Aber das macht auch irgendwo den Reiz aus, und wenn man es dann schafft, erfüllt es einen noch mehr mit Stolz und Freude.
Frauen in Führungspositionen und noch dazu im jungen Alter sind nicht alltäglich. Wie gelingt es Ihnen, sich zu behaupten? Wo sehen Sie die Herausforderungen?
Mein Tipp, um sich zu behaupten, ist konstant sehr gute Leistung zu bringen. Das ist das einzige Mittel, bei dem Kritikern auf Dauer die Argumente ausgehen.
Wie und wo tanken Sie neue Kraft und finden Ruhe?
Kraft tanke ich als extrovertierter Mensch in einer geselligen Runde mit guten Freunden und der Familie und bei Aktiverlebnissen in der Natur sowie beim Reisen.
Der Tourismus wurde durch die Pandemie schwer gebeutelt. Wohin entwickelt sich der Tourismus aus Ihrer Sicht? Was sind die neuesten Trends im Tourismus?
Kurz gesagt: hochgradige Vernetzung mit globaler Denkweise der Reisenden, smarte Technologien und Digitalisierung, Workation sowie Nachhaltigkeit.
Wie man branchenübergreifend beobachten kann, sind immer mehr Unternehmen und Kunden bereit, Daten/Informationen zu teilen und gemeinsam zu nutzen. Konsumentendaten und neue Technologien ebnen den Weg für vernetzte, personalisierte, nahtlose Reise-Erlebnisse. Mehr noch erlauben Daten neuen Unternehmensmodellen, vor allem Plattformen, wie AirBnB oder Uber, die bisherigen Unternehmensmuster und Dienstleistungen in der Branche aufzubrechen und durch digitalisierte Lösungen weiterzuentwickeln. Denn meistens bleibt es bei diesen Unternehmen nicht bei der ursprünglichen Dienstleistung. AirBnb zum Beispiel bietet nicht mehr nur Unterkünfte an, sondern mittlerweile auch Aktivitäten und Ausflüge in der Urlaubsdestination, direkt buchbar auf der Plattform, sowie virtuelle Stadttouren mit Stadtführer, exotische Online-Kochkurse und vieles mehr.

▸ **Aufgabenstellung**
Gib den Abschnitt des Interviews zwischen „Mein Tipp, um“ und „und finden Ruhe?“ einschließlich wieder und ersetze darin „Leistung“ durch „Arbeit“.

[Bildbasierte Daten zu referenzierenden Ausdrücken]
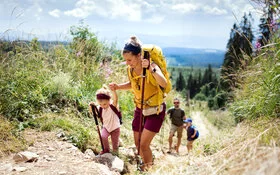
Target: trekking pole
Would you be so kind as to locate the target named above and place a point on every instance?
(146, 56)
(95, 114)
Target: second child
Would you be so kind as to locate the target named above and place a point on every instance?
(110, 119)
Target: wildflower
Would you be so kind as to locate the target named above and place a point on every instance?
(258, 45)
(79, 53)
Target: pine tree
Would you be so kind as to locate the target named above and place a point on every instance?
(238, 46)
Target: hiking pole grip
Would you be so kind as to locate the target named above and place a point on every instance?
(95, 114)
(146, 56)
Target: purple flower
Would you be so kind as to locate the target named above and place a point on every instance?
(79, 53)
(258, 46)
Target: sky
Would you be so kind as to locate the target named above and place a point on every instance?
(167, 23)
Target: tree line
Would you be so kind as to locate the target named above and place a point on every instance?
(242, 46)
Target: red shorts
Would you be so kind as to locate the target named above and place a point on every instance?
(152, 122)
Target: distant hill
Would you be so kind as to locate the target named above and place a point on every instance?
(193, 57)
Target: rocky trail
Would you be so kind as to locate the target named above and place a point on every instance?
(49, 154)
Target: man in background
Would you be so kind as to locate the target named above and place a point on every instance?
(177, 116)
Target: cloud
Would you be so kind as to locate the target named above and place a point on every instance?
(214, 10)
(155, 19)
(184, 7)
(55, 13)
(107, 8)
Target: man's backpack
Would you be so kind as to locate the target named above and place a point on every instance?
(116, 111)
(158, 58)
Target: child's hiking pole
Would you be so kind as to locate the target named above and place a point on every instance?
(95, 114)
(146, 56)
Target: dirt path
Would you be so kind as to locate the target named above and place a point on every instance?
(55, 158)
(59, 157)
(184, 163)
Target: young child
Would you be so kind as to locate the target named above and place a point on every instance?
(109, 118)
(192, 133)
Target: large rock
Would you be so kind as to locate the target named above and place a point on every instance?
(26, 156)
(113, 162)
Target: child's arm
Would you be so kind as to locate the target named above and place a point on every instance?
(115, 98)
(194, 133)
(89, 106)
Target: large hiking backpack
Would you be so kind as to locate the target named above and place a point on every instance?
(116, 111)
(158, 58)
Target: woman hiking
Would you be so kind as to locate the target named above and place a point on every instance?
(153, 107)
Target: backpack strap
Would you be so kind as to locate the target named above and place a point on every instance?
(116, 111)
(100, 115)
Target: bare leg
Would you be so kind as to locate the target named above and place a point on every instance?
(178, 145)
(189, 146)
(170, 141)
(146, 139)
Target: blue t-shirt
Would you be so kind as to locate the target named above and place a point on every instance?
(190, 132)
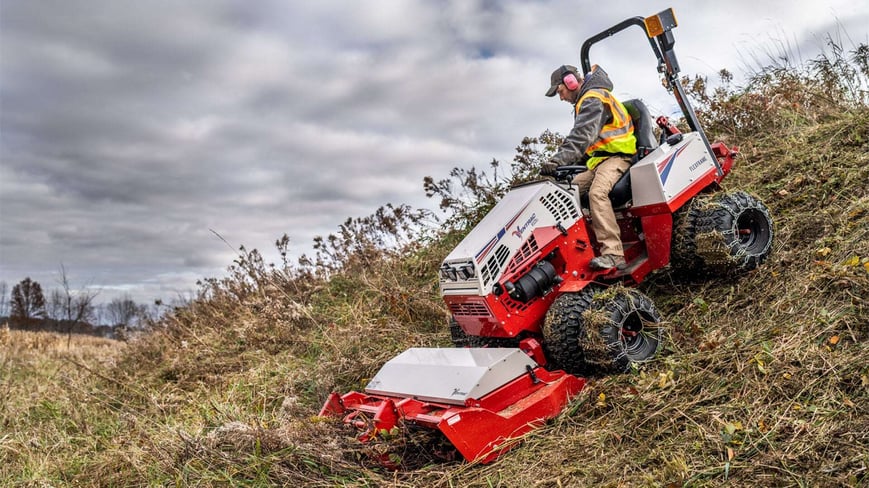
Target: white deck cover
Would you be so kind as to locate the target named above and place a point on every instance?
(449, 375)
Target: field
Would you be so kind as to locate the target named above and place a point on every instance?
(764, 382)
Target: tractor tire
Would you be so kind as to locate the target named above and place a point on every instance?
(564, 329)
(623, 330)
(600, 331)
(734, 234)
(684, 259)
(458, 335)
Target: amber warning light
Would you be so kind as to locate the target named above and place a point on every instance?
(661, 22)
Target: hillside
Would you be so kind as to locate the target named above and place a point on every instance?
(764, 382)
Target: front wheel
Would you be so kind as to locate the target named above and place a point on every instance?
(598, 331)
(629, 331)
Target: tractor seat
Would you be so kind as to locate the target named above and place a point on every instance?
(646, 143)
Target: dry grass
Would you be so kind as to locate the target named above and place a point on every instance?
(764, 381)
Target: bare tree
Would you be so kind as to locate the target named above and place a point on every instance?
(28, 302)
(76, 305)
(124, 311)
(4, 302)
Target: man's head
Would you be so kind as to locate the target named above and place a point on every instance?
(565, 81)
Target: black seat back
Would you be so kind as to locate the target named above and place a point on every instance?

▸ **Lösung der Aufgabe**
Mein Tipp, um sich zu behaupten, ist konstant sehr gute Arbeit zu bringen. Das ist das einzige Mittel, bei dem Kritikern auf Dauer die Argumente ausgehen.
Wie und wo tanken Sie neue Kraft und finden Ruhe?